-------- PROVIDED MATERIAL --------

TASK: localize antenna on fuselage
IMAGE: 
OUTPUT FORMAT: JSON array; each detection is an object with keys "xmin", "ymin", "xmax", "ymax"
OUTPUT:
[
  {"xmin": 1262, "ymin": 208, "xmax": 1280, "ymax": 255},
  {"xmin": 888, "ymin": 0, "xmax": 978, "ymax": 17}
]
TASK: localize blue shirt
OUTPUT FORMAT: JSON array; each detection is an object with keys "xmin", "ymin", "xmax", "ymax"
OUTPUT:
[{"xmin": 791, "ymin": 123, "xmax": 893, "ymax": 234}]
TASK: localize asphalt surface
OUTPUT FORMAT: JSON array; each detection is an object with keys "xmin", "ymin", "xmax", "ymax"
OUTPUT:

--------

Repeat the listing from the line with "TASK: localize blue shirt" through the end of the listing, substituting "gravel surface" for "asphalt surface" and leaving everything else the same.

TASK: localize blue shirt
OUTPUT FORMAT: JSON array; each detection is an object with keys "xmin", "ymin", "xmax", "ymax"
OUTPUT:
[{"xmin": 791, "ymin": 123, "xmax": 893, "ymax": 234}]
TASK: localize gravel surface
OUTPUT FORMAT: JSON array; each detection is an object with keys "xmin", "ymin", "xmax", "ymax"
OUTPUT:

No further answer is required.